- _Série de consignes_
**1)** D'après l'extrait sur l'audience du tribunal de Chalon, combien de jours d'ITT le médecin fixe-t-il ?
**2)** Transcris sous forme de liste JSON de chaînes le passage des lignes de données allant de la ligne contenant « Task: the pointer indicates each instance of the referee's » jusqu'à celle contenant « [[49, 242], [561, 242], [235, 250], [367, 219], [454, 154]] », toutes deux comprises. Mets une chaîne par ligne et omets les lignes vides.

- _Extrait du texte_
┄┄┄┄┄┄┄┄┄┄┄┄┄┄┄┄┄┄┄┄
Faits divers
TRIBUNAL DE CHALON - « Qui va l’aider à s’en sortir, à part vous ? »
Publié le 14 Juillet 2020 à 11h01
« Au niveau de la peine, outre le fait que les 18 mois de prison ferme requis sont parfaitement excessifs, j’ai rarement eu le sentiment qu’un homme ait autant besoin de ses juges. » Maître Varlet plaide pour un homme de 28 ans, poursuivi pour des violences sur sa copine, le 6 juin dernier.
« qu’un homme ait autant besoin de ses juges ». Il n’a jamais travaillé, en dehors du chantier d’insertion sur lequel l’avait placé l’autorité judiciaire. Il est, comme on dit maintenant, désinséré. « L’alcool, les errances, les violences réciproques, c’était leur quotidien à eux deux, leur façon de vivre, à ce moment-là, qui finit par les priver de tout repère. »
Tout part d’une garde à vue pour autre chose
Le 12 juin, la police place ce couple en garde à vue, pour une question de fausse monnaie. La jeune femme est entendue, or l’officier de police constate qu’elle est couverte d’hématomes de tailles impressionnantes. Interrogée, la femme dit que le 6 juin elle s’est réveillée comme ça, que son copain s’est mis à pleurer et a demandé pardon. Elle ne se souvient de rien.
10 jours d’ITT
Une seconde garde à vue pour violences sur conjoint commence. Comme le mis en cause est colérique, des policiers organisent une mise en présence des deux en le maintenant dans sa cellule. Ça n’a pas raté, l’homme explose et crie, parce qu’elle le met en prison, avec ses déclarations. Dans la foulée elle pose plainte et son discours change : tout est bien pire que ce qu’elle avait dit. Elle décrit des scènes de coups de poing, de coup de tête, qui entraînent des hémorragies importantes. Il ne doit plus s’approcher d’elle et se faire soigner. Un médecin l’examine et fixe 10 jours d’ITT.
La boisson et des violences réciproques
Lui, masqué, assis dans le box, reste calme mais parle comme un moulin pour d’une part réhabiliter quelque chose de lui-même et de ce couple qui a pris fin lors d’une garde à vue, d’autre part pour dire que tout de même leur quotidien, certes, était rythmé par la boisson mais aussi par des violences réciproques, somme tout elle lui avait fiché une fourchette dans la main, et aussi cogné avec une boîte de conserve, il dit les noms des travailleuses sociales qui furent témoins. Vraiment il parle à une vitesse supersonique, pour convaincre la présidente qu’il n’est pas réductible à des coups portés, qu’il est aussi aidant et soutenant. La présidente Catala le croit, du moins elle prend acte de formes d’entraides réciproques.
« Malheureusement ce qui se ressemble, s’assemble »
┄┄┄┄┄┄┄┄┄┄┄┄┄┄┄┄┄┄┄┄
- _Données de l'exercice_
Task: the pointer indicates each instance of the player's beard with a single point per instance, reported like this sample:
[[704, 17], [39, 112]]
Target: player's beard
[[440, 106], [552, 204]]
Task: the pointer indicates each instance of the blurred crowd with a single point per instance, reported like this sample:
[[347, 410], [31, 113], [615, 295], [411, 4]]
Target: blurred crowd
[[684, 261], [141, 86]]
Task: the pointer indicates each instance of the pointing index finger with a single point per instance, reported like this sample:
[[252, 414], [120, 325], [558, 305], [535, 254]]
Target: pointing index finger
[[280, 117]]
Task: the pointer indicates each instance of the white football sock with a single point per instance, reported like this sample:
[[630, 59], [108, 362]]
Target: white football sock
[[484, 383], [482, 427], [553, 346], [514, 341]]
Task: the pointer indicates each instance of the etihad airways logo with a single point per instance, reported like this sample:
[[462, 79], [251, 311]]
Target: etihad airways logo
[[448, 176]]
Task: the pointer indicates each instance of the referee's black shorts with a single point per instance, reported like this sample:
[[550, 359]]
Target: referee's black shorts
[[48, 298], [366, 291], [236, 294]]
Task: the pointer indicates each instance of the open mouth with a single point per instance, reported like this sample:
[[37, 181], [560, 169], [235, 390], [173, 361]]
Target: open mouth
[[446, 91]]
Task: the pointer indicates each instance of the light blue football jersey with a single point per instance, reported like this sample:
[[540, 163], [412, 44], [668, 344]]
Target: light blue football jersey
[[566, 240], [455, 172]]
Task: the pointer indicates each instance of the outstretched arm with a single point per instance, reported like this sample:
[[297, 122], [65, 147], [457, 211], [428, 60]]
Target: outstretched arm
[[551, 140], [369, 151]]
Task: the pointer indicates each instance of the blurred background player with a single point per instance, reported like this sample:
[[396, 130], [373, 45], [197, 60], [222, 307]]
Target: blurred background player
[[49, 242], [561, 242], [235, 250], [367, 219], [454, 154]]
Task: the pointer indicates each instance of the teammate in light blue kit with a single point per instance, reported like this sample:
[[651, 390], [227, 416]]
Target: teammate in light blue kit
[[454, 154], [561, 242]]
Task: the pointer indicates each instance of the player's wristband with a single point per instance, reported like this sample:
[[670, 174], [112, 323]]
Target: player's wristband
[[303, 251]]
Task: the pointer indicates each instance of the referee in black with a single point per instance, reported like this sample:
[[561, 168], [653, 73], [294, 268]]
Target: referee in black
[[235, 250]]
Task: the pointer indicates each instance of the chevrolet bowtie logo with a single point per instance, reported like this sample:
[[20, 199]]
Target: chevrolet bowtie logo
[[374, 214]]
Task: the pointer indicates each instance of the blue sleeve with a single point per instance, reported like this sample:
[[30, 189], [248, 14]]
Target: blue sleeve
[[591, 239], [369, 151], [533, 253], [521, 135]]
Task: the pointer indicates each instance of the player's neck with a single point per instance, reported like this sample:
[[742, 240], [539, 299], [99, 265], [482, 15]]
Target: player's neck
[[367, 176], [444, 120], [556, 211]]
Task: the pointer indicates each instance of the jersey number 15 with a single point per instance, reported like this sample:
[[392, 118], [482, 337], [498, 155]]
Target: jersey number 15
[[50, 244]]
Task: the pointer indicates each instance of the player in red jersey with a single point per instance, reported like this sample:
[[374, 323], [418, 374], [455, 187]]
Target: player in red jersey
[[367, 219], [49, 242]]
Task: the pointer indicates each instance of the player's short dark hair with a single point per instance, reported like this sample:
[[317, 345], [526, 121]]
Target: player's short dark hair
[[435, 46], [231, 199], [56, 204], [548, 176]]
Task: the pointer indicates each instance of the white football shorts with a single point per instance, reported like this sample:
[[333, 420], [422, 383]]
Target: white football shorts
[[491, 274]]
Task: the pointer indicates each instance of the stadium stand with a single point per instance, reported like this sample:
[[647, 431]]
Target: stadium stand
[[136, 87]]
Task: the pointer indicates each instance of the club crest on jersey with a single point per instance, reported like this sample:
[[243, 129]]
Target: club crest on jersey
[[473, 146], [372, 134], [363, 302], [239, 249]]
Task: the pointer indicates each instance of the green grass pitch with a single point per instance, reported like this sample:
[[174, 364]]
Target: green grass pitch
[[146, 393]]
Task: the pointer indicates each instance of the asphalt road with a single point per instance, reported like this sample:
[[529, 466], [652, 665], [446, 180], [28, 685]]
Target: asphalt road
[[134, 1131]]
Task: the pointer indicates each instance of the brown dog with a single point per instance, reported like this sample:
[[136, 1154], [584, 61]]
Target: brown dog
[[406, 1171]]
┄┄┄┄┄┄┄┄┄┄┄┄┄┄┄┄┄┄┄┄
- _Réponses attendues_
**1)** Le médecin fixe 10 jours d'ITT.

**2)**
[
  "Task: the pointer indicates each instance of the referee's black shorts with a single point per instance, reported like this sample:",
  "[[550, 359]]",
  "Target: referee's black shorts",
  "[[48, 298], [366, 291], [236, 294]]",
  "Task: the pointer indicates each instance of the open mouth with a single point per instance, reported like this sample:",
  "[[37, 181], [560, 169], [235, 390], [173, 361]]",
  "Target: open mouth",
  "[[446, 91]]",
  "Task: the pointer indicates each instance of the light blue football jersey with a single point per instance, reported like this sample:",
  "[[540, 163], [412, 44], [668, 344]]",
  "Target: light blue football jersey",
  "[[566, 240], [455, 172]]",
  "Task: the pointer indicates each instance of the outstretched arm with a single point per instance, reported like this sample:",
  "[[297, 122], [65, 147], [457, 211], [428, 60]]",
  "Target: outstretched arm",
  "[[551, 140], [369, 151]]",
  "Task: the pointer indicates each instance of the blurred background player with a single point per instance, reported like this sample:",
  "[[396, 130], [373, 45], [197, 60], [222, 307]]",
  "Target: blurred background player",
  "[[49, 242], [561, 242], [235, 250], [367, 219], [454, 154]]"
]